▶ STATED TASK A
Please replace "wooden" with "oak" in the stretch of records from the line containing "Tag the guinea pig's front" through the end of the records, changing nothing else. Return only those lines.

▶ DOCUMENT EXTRACT
- - - - -
Thursday, 4 May 2017

The Divieded Self.

 
          I retired some 24 years ago, but I still bear the scars of years of pointless tasks being foisted on me by single minded authority. I lived those two lives for years, the dead world of employment and the living world after of work. The one world where I must perform in a particular laid down manner, and the world where I had choices, some what limited by the system, but choices, to dream, to mix with who I choose, to move alone, and at my pace. Living in two diametrically opposed worlds, is destructive and saps your energy, destroys dreams, stunts creativity, and breeds alienation. When will we enter the healing process? When our tasks will be for the benefit of ourselves and our community, creating that better world for all, one in which we choose the direction, we choose the shape of that world, where we mutually agree to see to the needs of all our people. When do we leave alienation and the divided self behind us, and return to a whole being, to being human?
 This from Running Wild:

A MEMO FROM THE OFFICE
(Contributed by another comrade in So-Called Australia)
Jobs Destroy Our Dreams
         When I’m not at work I study the world. I read news articles and books, I listen to podcasts and I write my own articles and reflections. I practice music and I share music. I exercise and I go outside. I volunteer and try to help build a different world with other people. I dream of new possibilities for everybody and for myself.
      When I go to work, I stop dreaming. I think about what I’m wearing and whether it’s appropriate, I worry about my hair and the paint stains on my shoes, I hide who I am and make small-talk. I become somebody else and find energy in this adopted personality so I can comfortably call strangers and convince them to buy expensive tickets. I spend hours doing something that doesn’t interest me and that I don’t care about.
       I do this because I need to pay for rent, food and transport and other bills like electricity, internet and phone credit. I also do it so I can save money to travel and so I can have drinks with friends now and then. It’s not like I’m in financial hardship, I am far from it. But I do need to work for my “daily bread”.
Jobs Define Us
      We live in a society where the question asked when meeting new people is often “What do you do?” For some reason, the answer “I work part-time as a telemarketer” is the fitting answer while “I’m a musician and an anarchist” never comes to my mind, even though these are the things I devote most of my time, energy and spirit to. We are first of all summarised by the thing we do that pays our bills, the thing we do that stops us dreaming.
       This pressure feeds into a desire to build a career we are proud of, to fight for the best jobs, to compete with our neighbours and friends. Our means of survival becomes our personality and our definition. Eventually we build a pride around selling our time and skills to build somebody else’s dreams and somebody else’s profits.
- - - - -
▶ MATERIAL FOR THIS EXERCISE

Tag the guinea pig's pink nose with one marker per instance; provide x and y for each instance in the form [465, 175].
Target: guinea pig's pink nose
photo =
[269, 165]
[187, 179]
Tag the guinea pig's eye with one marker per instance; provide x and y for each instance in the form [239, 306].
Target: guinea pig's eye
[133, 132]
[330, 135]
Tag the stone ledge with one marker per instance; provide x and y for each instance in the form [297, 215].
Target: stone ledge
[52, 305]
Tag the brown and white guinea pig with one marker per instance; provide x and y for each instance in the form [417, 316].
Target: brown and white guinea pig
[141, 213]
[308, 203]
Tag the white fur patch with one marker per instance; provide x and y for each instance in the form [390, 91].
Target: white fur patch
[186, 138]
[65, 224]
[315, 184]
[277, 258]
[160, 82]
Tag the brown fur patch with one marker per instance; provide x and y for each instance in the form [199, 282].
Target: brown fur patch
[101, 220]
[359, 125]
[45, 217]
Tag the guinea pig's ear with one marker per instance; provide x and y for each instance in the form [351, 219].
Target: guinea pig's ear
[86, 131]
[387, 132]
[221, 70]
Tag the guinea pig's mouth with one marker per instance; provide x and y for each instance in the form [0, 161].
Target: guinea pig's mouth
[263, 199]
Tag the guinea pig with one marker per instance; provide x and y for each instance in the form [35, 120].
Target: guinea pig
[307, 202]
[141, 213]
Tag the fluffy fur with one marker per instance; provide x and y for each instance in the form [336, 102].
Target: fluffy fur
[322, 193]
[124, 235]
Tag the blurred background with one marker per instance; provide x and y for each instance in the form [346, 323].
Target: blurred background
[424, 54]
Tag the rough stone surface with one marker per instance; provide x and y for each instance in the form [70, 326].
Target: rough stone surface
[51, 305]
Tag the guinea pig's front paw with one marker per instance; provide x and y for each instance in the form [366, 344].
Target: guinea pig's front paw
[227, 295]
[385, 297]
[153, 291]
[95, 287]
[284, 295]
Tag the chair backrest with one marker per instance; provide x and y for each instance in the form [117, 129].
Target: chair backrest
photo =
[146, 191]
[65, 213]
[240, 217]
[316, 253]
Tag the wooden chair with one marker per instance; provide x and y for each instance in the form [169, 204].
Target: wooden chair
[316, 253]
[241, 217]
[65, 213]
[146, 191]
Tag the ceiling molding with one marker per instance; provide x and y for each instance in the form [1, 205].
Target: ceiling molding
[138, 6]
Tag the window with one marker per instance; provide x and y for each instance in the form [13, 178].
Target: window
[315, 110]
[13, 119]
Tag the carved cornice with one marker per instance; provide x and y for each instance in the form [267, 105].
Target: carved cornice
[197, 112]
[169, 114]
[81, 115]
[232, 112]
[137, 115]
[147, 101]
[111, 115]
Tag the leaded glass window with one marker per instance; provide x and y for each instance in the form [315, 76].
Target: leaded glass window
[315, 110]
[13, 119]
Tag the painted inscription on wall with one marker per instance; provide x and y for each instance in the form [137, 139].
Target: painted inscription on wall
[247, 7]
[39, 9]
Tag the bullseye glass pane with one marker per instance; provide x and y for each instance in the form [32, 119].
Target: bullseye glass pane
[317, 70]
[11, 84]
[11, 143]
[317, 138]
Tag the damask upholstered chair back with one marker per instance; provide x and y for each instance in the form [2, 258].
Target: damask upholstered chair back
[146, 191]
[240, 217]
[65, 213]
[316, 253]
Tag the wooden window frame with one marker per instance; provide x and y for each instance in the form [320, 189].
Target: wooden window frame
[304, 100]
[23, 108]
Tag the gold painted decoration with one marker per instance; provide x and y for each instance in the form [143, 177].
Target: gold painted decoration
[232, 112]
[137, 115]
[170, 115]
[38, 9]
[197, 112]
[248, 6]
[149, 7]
- - - - -
▶ STATED TASK B
Reproduce, word for word, the stretch of the post on work and the divided self from "This from Running" through "and for myself.".

▶ WRITTEN SOLUTION A
Tag the guinea pig's front paw with one marker per instance; provide x and y for each instance in the form [366, 344].
Target: guinea pig's front paw
[227, 295]
[385, 297]
[153, 291]
[95, 287]
[284, 295]
Tag the chair backrest with one marker per instance; provide x and y for each instance in the form [117, 129].
Target: chair backrest
photo =
[146, 191]
[65, 213]
[240, 217]
[316, 253]
Tag the oak chair with one marker per instance; provide x and y for each instance in the form [169, 204].
Target: oak chair
[316, 253]
[241, 217]
[65, 213]
[146, 191]
Tag the ceiling molding with one marker per instance; provide x and y for each instance in the form [1, 205].
Target: ceiling molding
[138, 6]
Tag the window with one marker per instance; provide x and y for each instance in the form [13, 178].
Target: window
[315, 110]
[13, 119]
Tag the carved cornice with one marker per instance; provide x and y for each instance in the form [267, 105].
Target: carved cornice
[197, 112]
[169, 114]
[81, 115]
[232, 112]
[137, 115]
[147, 101]
[111, 115]
Tag the leaded glass window with one marker per instance; provide x and y for each instance in the form [315, 76].
Target: leaded glass window
[315, 110]
[13, 119]
Tag the painted inscription on wall with one marker per instance; provide x and y for each instance in the form [137, 139].
Target: painted inscription on wall
[247, 7]
[39, 9]
Tag the bullseye glass pane with one marker per instance; provide x and y for each instance in the form [32, 119].
Target: bullseye glass pane
[317, 70]
[11, 84]
[11, 143]
[317, 138]
Tag the damask upholstered chair back with one marker per instance; provide x and y for each instance in the form [2, 258].
Target: damask upholstered chair back
[146, 191]
[240, 217]
[65, 213]
[316, 253]
Tag the oak window frame with one marker per instance; provide x and y for each instance in the form [320, 189].
Target: oak window frame
[304, 100]
[23, 108]
Tag the gold painted decoration with one marker per instance; provide x and y for each instance in the form [143, 177].
Target: gold painted decoration
[232, 112]
[137, 115]
[170, 115]
[38, 9]
[197, 112]
[248, 6]
[149, 7]

▶ WRITTEN SOLUTION B
This from Running Wild:

A MEMO FROM THE OFFICE
(Contributed by another comrade in So-Called Australia)
Jobs Destroy Our Dreams
         When I’m not at work I study the world. I read news articles and books, I listen to podcasts and I write my own articles and reflections. I practice music and I share music. I exercise and I go outside. I volunteer and try to help build a different world with other people. I dream of new possibilities for everybody and for myself.